* What to produce
Give a verbatim quotation of every record.

--- begin ---

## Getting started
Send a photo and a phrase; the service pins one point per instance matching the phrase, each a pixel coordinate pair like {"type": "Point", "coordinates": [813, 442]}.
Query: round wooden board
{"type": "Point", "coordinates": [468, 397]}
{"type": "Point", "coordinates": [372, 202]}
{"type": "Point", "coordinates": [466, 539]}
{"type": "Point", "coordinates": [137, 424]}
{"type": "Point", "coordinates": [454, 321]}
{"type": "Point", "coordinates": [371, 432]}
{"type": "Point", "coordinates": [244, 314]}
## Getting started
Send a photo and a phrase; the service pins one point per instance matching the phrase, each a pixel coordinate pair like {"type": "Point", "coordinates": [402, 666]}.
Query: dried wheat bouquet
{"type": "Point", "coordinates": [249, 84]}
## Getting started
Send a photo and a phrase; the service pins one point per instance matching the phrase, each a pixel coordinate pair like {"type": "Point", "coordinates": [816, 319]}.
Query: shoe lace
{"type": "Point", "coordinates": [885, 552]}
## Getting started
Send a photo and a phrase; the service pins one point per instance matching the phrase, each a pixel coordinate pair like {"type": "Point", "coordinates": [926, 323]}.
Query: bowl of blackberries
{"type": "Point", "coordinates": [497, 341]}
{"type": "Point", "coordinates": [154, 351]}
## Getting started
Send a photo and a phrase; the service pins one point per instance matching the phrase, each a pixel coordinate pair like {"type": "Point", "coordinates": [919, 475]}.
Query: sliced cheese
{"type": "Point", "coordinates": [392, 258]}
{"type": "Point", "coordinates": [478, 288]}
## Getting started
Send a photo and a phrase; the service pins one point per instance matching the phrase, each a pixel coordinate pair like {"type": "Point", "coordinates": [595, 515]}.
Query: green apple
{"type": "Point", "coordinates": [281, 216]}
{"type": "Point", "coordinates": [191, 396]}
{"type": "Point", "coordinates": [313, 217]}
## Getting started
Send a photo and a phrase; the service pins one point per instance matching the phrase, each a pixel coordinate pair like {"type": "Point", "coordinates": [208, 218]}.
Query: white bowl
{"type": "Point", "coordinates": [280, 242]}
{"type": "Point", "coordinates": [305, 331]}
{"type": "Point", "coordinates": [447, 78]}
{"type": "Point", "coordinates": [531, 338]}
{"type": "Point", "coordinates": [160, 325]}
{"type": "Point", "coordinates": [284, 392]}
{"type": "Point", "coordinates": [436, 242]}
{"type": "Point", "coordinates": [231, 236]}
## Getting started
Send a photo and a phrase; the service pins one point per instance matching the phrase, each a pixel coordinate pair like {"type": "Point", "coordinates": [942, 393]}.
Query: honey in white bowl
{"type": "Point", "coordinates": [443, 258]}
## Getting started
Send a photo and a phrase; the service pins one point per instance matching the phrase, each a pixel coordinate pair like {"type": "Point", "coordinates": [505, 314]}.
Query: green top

--- end ---

* Exercise output
## Getting started
Send a photo and a phrase; the service pins one point per instance matching the phrase, each a pixel coordinate pair like {"type": "Point", "coordinates": [813, 442]}.
Query: round wooden board
{"type": "Point", "coordinates": [468, 397]}
{"type": "Point", "coordinates": [372, 202]}
{"type": "Point", "coordinates": [466, 539]}
{"type": "Point", "coordinates": [137, 424]}
{"type": "Point", "coordinates": [454, 321]}
{"type": "Point", "coordinates": [371, 432]}
{"type": "Point", "coordinates": [244, 314]}
## Getting started
Send a photo and a phrase; the service pins one point per instance matching the phrase, each a pixel coordinate pair like {"type": "Point", "coordinates": [402, 666]}.
Query: dried wheat bouquet
{"type": "Point", "coordinates": [249, 84]}
## Getting started
Send a photo and a phrase; the service pins one point per instance matching the phrase, each a pixel coordinate pair like {"type": "Point", "coordinates": [816, 319]}.
Query: shoe lace
{"type": "Point", "coordinates": [885, 552]}
## Getting started
Send a photo and a phrase; the service pins one point per instance matching the phrase, each a pixel coordinate pair like {"type": "Point", "coordinates": [926, 323]}.
Query: bowl of blackberries
{"type": "Point", "coordinates": [497, 341]}
{"type": "Point", "coordinates": [154, 351]}
## Getting started
Send a photo and a phrase; the service pins one point per instance matching the phrase, each a pixel coordinate pair like {"type": "Point", "coordinates": [919, 475]}.
Query: sliced cheese
{"type": "Point", "coordinates": [392, 258]}
{"type": "Point", "coordinates": [478, 288]}
## Getting started
Send a photo and a phrase; the service pins one point per instance matching the phrase, each a pixel coordinate pair like {"type": "Point", "coordinates": [595, 515]}.
Query: green apple
{"type": "Point", "coordinates": [281, 216]}
{"type": "Point", "coordinates": [191, 396]}
{"type": "Point", "coordinates": [313, 217]}
## Getting started
Send a photo and a phrase; the service pins one point per instance matching the phrase, each a pixel coordinate pair like {"type": "Point", "coordinates": [208, 218]}.
Query: white bowl
{"type": "Point", "coordinates": [280, 242]}
{"type": "Point", "coordinates": [305, 331]}
{"type": "Point", "coordinates": [447, 78]}
{"type": "Point", "coordinates": [531, 338]}
{"type": "Point", "coordinates": [160, 325]}
{"type": "Point", "coordinates": [284, 392]}
{"type": "Point", "coordinates": [436, 242]}
{"type": "Point", "coordinates": [231, 236]}
## Getting started
Send a photo and a phrase; the service pins one point per instance matching the phrase, each a pixel coordinate pair like {"type": "Point", "coordinates": [942, 393]}.
Query: honey in white bowl
{"type": "Point", "coordinates": [443, 258]}
## Getting started
Send a photo and a phrase; the service pins one point per instance matching the phrase, each a pixel coordinate pair like {"type": "Point", "coordinates": [505, 314]}.
Query: green top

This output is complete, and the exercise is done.